> Entries from a pointing dataset:
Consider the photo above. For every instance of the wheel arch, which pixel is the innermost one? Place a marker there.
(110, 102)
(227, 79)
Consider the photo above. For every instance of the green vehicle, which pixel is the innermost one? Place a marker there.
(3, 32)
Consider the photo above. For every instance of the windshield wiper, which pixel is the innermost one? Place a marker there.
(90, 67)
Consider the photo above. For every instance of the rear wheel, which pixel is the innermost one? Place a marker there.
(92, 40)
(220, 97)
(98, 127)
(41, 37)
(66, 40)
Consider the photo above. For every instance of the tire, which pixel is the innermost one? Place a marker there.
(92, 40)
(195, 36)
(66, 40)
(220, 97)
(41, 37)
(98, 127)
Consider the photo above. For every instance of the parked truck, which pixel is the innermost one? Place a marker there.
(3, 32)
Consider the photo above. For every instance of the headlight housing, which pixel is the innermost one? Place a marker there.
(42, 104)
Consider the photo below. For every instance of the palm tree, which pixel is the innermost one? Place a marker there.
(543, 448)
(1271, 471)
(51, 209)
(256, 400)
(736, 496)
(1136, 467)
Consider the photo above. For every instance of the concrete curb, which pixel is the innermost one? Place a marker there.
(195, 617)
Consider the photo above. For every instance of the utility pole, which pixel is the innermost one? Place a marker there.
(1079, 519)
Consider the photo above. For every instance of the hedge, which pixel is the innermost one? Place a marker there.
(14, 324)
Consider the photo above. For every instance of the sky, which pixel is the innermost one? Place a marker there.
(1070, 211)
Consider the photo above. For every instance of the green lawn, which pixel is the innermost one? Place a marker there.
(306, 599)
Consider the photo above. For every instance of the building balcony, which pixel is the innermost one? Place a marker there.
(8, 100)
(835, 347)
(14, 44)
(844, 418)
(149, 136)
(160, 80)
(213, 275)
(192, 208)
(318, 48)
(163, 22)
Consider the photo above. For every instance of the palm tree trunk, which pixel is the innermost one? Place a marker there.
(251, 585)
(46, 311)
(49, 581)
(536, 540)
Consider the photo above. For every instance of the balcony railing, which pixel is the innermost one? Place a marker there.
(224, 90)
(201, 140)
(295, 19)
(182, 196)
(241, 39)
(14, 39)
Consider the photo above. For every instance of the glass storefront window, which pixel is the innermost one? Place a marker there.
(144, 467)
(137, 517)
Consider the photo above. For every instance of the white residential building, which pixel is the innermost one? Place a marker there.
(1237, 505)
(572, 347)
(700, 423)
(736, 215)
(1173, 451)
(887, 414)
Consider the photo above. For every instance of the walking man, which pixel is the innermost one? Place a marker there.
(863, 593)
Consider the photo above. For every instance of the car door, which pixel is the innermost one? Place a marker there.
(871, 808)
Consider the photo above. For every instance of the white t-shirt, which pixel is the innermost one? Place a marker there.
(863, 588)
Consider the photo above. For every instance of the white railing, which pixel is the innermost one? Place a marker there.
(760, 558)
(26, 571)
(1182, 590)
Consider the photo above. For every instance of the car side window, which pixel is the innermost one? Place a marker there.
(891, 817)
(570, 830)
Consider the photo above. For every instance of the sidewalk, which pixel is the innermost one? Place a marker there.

> Description of the task: Revise the data above by replacing every "innermost" with "most central", keeping everything else unchanged.

> Written solution:
Consider the photo above. For every instance of the wheel arch, which pixel is the most central one? Place a marker there.
(110, 102)
(227, 79)
Consider the photo above. For every instance of the green vehicle, which pixel is the most central one? Place a marker there.
(3, 32)
Consider the photo above. For every instance of the windshield wiper, which pixel is the most central one? Place a marker there.
(90, 67)
Consider the photo above. For every instance of the rear wheel, which pixel is the most central one? Place a marker there.
(92, 40)
(220, 97)
(98, 127)
(41, 37)
(66, 40)
Consider the photo above. For every instance of the tire, which pixel is the most central one? Place a marker there.
(92, 40)
(195, 36)
(66, 40)
(220, 97)
(41, 37)
(98, 127)
Consider the photo above. For every instance of the parked truck, which pixel is the most central one? Place a marker there.
(3, 32)
Consider the photo above. For every instance of the headlight housing, which pixel is the most central one? Place a marker there.
(42, 104)
Consider the photo below. For every instance of the palm tree, which pixel is the most central one? Place a marker there.
(543, 448)
(1271, 471)
(51, 209)
(256, 400)
(736, 496)
(1136, 467)
Consider the photo above. For every instance of the concrete curb, which pixel is the most central one? Place a marker there.
(195, 617)
Consider the photo above. For every instance of the utility pole, which pixel is the most central one? Place a marker there.
(1079, 519)
Consider the photo above. For every instance of the hedge, which pixel is the most central one? Place a marker there.
(14, 324)
Consider the photo above. For every instance of the sky, which pixel is the most central one? Place a marker there.
(1070, 211)
Consider the photo above. For every instance of the green lawn, which pixel is the most central one? Place a marker there.
(306, 599)
Consider the photo above. For every instance of the building balcony, which pixel is the most central one? Place a marker there.
(8, 100)
(835, 347)
(14, 44)
(844, 418)
(149, 136)
(160, 80)
(213, 275)
(192, 208)
(318, 48)
(163, 22)
Consider the photo above. For every instance of the palm tree trunk, which pixel is the most central one? Place a marker there.
(251, 585)
(46, 311)
(49, 581)
(536, 540)
Consider the photo above. For every instance of the balcony railing, which pixel is the most central one? Place a marker there.
(224, 90)
(201, 140)
(295, 19)
(182, 196)
(241, 39)
(14, 39)
Consider the photo above. For every instance of the glass storefront window, which pixel is the most central one? Place a marker there.
(144, 467)
(137, 517)
Consider the photo above. For every instance of the white residential building, which pixel is the most central one? Place a marker there.
(1237, 505)
(572, 347)
(700, 423)
(736, 215)
(1173, 451)
(887, 414)
Consider the photo above. For every instance of the walking man, which pixel is the most central one? Place a marker there.
(863, 593)
Consider the photo above. For every instance of the car door, which pixel is the most central one? Place a marker there.
(871, 808)
Consider the photo above. For every instance of the white t-shirt, which pixel is the most central one? Place a marker there.
(863, 588)
Consider the photo above. For every instance of the white railing, which pixel is the most central one? Place a marker there.
(760, 558)
(26, 571)
(1182, 590)
Consider the photo above. For every instance of the car side window, which pixel is the most central one? Place a marker there.
(891, 817)
(570, 830)
Consider the photo above. For every instance of the sidewalk, which pixel is the most central one? Place a marker there.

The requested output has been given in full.